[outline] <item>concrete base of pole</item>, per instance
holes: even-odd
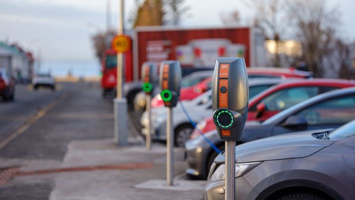
[[[114,99],[115,142],[118,146],[128,145],[128,108],[125,98]]]

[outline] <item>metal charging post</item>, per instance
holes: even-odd
[[[226,168],[225,200],[236,199],[236,142],[226,141]]]
[[[225,142],[225,200],[236,199],[236,141],[246,121],[249,89],[242,58],[218,58],[212,85],[213,121]]]
[[[151,97],[150,95],[147,94],[145,95],[145,106],[146,112],[148,113],[148,126],[147,127],[147,132],[145,135],[145,148],[147,150],[150,150],[151,146],[151,138],[150,138],[151,134],[151,110],[150,110],[150,100]]]
[[[174,185],[173,108],[168,108],[166,123],[166,185]]]
[[[174,186],[174,129],[173,108],[180,97],[181,68],[177,61],[164,61],[160,65],[160,96],[167,107],[166,185]]]
[[[145,112],[148,114],[148,126],[145,135],[145,147],[149,150],[151,146],[151,109],[150,101],[151,95],[156,82],[158,74],[156,64],[146,62],[142,66],[142,80],[143,81],[142,89],[145,92]]]

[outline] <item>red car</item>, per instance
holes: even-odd
[[[15,96],[15,80],[5,69],[0,69],[0,96],[4,101],[13,101]]]
[[[191,100],[211,89],[212,87],[212,77],[210,77],[192,86],[181,88],[180,92],[180,100]],[[159,94],[155,95],[152,99],[151,105],[152,108],[157,108],[164,105]]]
[[[279,68],[275,67],[252,67],[246,69],[249,78],[309,78],[312,72],[300,71],[293,68]],[[181,100],[191,100],[211,88],[212,78],[207,78],[197,84],[188,88],[181,89]],[[164,105],[158,94],[151,101],[152,108],[157,108]]]
[[[293,68],[248,67],[248,78],[299,78],[312,77],[313,74],[309,71],[300,71]]]
[[[249,102],[247,120],[264,121],[279,112],[318,94],[355,86],[355,82],[344,79],[313,79],[287,80],[264,91]],[[216,129],[212,117],[197,125],[206,133]],[[195,129],[191,138],[200,136]]]

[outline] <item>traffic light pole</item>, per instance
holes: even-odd
[[[167,108],[166,123],[166,185],[174,186],[174,130],[173,108]]]
[[[226,163],[225,168],[225,200],[236,199],[236,141],[225,142]]]
[[[148,113],[148,131],[145,135],[145,147],[147,150],[150,150],[150,146],[151,145],[151,138],[150,138],[151,130],[151,111],[150,109],[150,100],[151,97],[150,95],[145,95],[145,106],[146,107],[146,112]]]

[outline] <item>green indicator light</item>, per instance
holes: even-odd
[[[152,90],[152,88],[153,88],[153,87],[152,86],[152,84],[150,83],[148,83],[147,82],[146,82],[143,83],[142,87],[143,88],[143,91],[145,92],[150,92]]]
[[[233,124],[234,117],[229,111],[222,110],[215,115],[215,120],[220,127],[227,129]]]
[[[173,95],[171,94],[171,92],[169,90],[164,90],[160,92],[161,99],[165,102],[170,101],[171,98],[173,98]]]

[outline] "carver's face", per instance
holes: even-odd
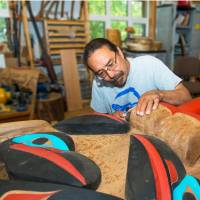
[[[116,52],[103,46],[94,51],[88,58],[88,66],[101,80],[122,87],[127,80],[129,63],[120,49]]]

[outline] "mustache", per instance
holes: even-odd
[[[117,80],[120,78],[120,77],[122,77],[124,75],[124,72],[123,71],[118,71],[117,73],[116,73],[116,75],[112,78],[112,83],[116,83],[117,82]]]

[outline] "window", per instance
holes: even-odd
[[[6,17],[9,17],[8,2],[0,0],[0,42],[6,41]]]
[[[135,35],[148,35],[148,1],[136,0],[89,0],[91,37],[105,37],[105,29],[117,28],[125,40],[127,26],[135,29]]]

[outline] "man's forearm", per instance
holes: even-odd
[[[160,101],[180,105],[192,99],[187,89],[159,90]]]

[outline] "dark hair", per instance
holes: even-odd
[[[83,62],[86,66],[88,66],[88,58],[89,56],[96,51],[97,49],[101,48],[102,46],[107,46],[111,51],[117,52],[117,46],[110,42],[105,38],[95,38],[91,40],[84,49],[83,53]]]

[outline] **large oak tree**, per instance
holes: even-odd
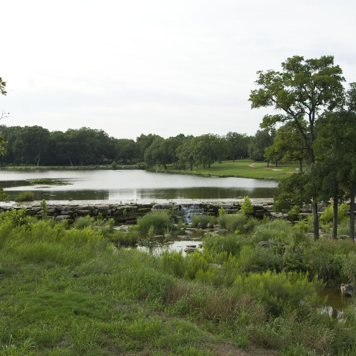
[[[299,130],[312,164],[315,161],[314,125],[318,115],[325,109],[331,110],[342,100],[345,78],[342,70],[334,64],[334,57],[304,59],[302,56],[288,58],[282,63],[282,70],[257,72],[255,83],[260,87],[252,90],[249,100],[252,108],[272,106],[278,113],[263,117],[262,127],[293,120]],[[308,131],[301,124],[309,122]],[[319,238],[318,204],[313,197],[313,232]]]

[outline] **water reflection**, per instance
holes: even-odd
[[[342,295],[340,289],[336,288],[325,288],[318,294],[322,299],[326,300],[325,305],[320,308],[320,312],[333,318],[342,319],[344,310],[352,298]]]
[[[30,179],[61,179],[66,185],[31,185]],[[10,194],[34,191],[36,200],[271,198],[277,182],[244,178],[204,178],[143,171],[2,171],[0,187]]]

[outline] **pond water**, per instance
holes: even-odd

------------

# Task prompt
Copy every line of the rows above without any change, leaving the pictures out of your answer.

# Output
[outline] <item>concrete base of pole</item>, per instance
holes: even-odd
[[[114,99],[115,142],[118,146],[128,145],[128,108],[125,98]]]

[outline] <item>metal charging post</item>, per instance
holes: even-odd
[[[226,168],[225,200],[236,199],[236,142],[226,141]]]
[[[225,142],[225,200],[236,199],[236,141],[246,121],[249,89],[242,58],[218,58],[212,85],[213,121]]]
[[[151,97],[150,95],[147,94],[145,95],[145,106],[146,112],[148,113],[148,126],[147,127],[147,132],[145,135],[145,148],[147,150],[150,150],[151,146],[151,138],[150,138],[151,134],[151,110],[150,110],[150,100]]]
[[[174,185],[173,108],[168,108],[166,123],[166,185]]]
[[[174,186],[174,129],[173,108],[180,97],[181,68],[177,61],[164,61],[160,65],[160,96],[167,107],[166,185]]]
[[[145,112],[148,114],[148,126],[145,135],[145,147],[149,150],[151,146],[151,109],[150,101],[151,95],[156,82],[158,74],[156,64],[146,62],[142,66],[142,80],[143,81],[142,89],[145,92]]]

[outline] <item>red car</item>, per instance
holes: even-odd
[[[15,96],[15,80],[5,69],[0,69],[0,96],[4,101],[13,101]]]
[[[191,100],[211,89],[212,87],[212,77],[210,77],[192,86],[181,88],[180,92],[180,100]],[[159,94],[155,95],[152,99],[151,105],[152,108],[157,108],[164,105]]]
[[[279,68],[275,67],[252,67],[246,69],[249,78],[309,78],[312,72],[300,71],[293,68]],[[181,100],[191,100],[211,88],[212,78],[207,78],[197,84],[188,88],[181,89]],[[164,105],[158,94],[151,101],[152,108],[157,108]]]
[[[293,68],[248,67],[248,78],[299,78],[312,77],[313,74],[309,71],[300,71]]]
[[[249,102],[247,120],[264,121],[279,112],[318,94],[355,86],[355,82],[344,79],[313,79],[287,80],[264,91]],[[216,129],[212,117],[197,125],[206,133]],[[195,129],[191,138],[200,136]]]

[outline] <item>traffic light pole</item>, per instance
holes: even-odd
[[[167,108],[166,123],[166,185],[174,186],[174,130],[173,108]]]
[[[226,163],[225,168],[225,200],[236,199],[236,141],[225,142]]]
[[[148,113],[148,131],[145,135],[145,147],[147,150],[150,150],[150,146],[151,145],[151,138],[150,138],[151,130],[151,111],[150,109],[150,100],[151,97],[150,95],[145,95],[145,106],[146,107],[146,112]]]

[outline] <item>green indicator light</item>, per instance
holes: even-odd
[[[152,90],[152,88],[153,88],[153,87],[152,86],[152,84],[150,83],[148,83],[147,82],[146,82],[143,83],[142,87],[143,88],[143,91],[145,92],[150,92]]]
[[[233,124],[234,117],[229,111],[222,110],[215,115],[215,120],[220,127],[227,129]]]
[[[173,95],[171,94],[171,92],[169,90],[164,90],[160,92],[161,99],[165,102],[170,101],[171,98],[173,98]]]

[outline] "carver's face", per instance
holes: even-odd
[[[116,52],[103,46],[94,51],[88,58],[88,66],[101,80],[122,87],[127,80],[129,63],[120,49]]]

[outline] "mustache", per instance
holes: even-odd
[[[117,80],[120,78],[120,77],[122,77],[124,75],[124,72],[123,71],[118,71],[117,73],[116,73],[116,75],[112,78],[112,83],[116,83],[117,82]]]

[outline] "window", per instance
holes: even-odd
[[[6,17],[9,17],[8,2],[0,0],[0,42],[6,41]]]
[[[135,35],[148,35],[148,1],[136,0],[89,0],[91,37],[105,37],[105,29],[117,28],[125,40],[127,26],[135,29]]]

[outline] "man's forearm", per instance
holes: even-odd
[[[160,101],[180,105],[192,99],[187,89],[159,90]]]

[outline] "dark hair", per instance
holes: even-odd
[[[83,62],[86,66],[88,66],[88,58],[89,56],[96,51],[97,49],[101,48],[102,46],[107,46],[111,51],[117,52],[117,46],[110,42],[105,38],[95,38],[91,40],[84,49],[83,53]]]

[outline] **large oak tree**, per instance
holes: even-odd
[[[299,130],[312,164],[315,161],[314,125],[318,115],[325,109],[331,110],[342,100],[345,78],[342,70],[334,64],[334,57],[304,59],[302,56],[288,58],[282,63],[282,70],[257,72],[255,83],[260,87],[252,90],[249,100],[252,108],[272,106],[278,113],[263,117],[262,127],[293,120]],[[308,131],[301,124],[309,122]],[[319,238],[318,204],[313,197],[313,232]]]

[outline] **water reflection**, per instance
holes: even-odd
[[[342,295],[340,289],[336,288],[325,288],[318,294],[322,299],[326,300],[325,305],[320,308],[320,312],[333,318],[342,319],[344,310],[352,298]]]
[[[30,179],[61,179],[66,185],[31,185]],[[10,194],[34,191],[36,200],[271,198],[277,182],[244,178],[204,178],[143,171],[2,171],[0,187]]]

[outline] **pond water**, per instance
holes: even-odd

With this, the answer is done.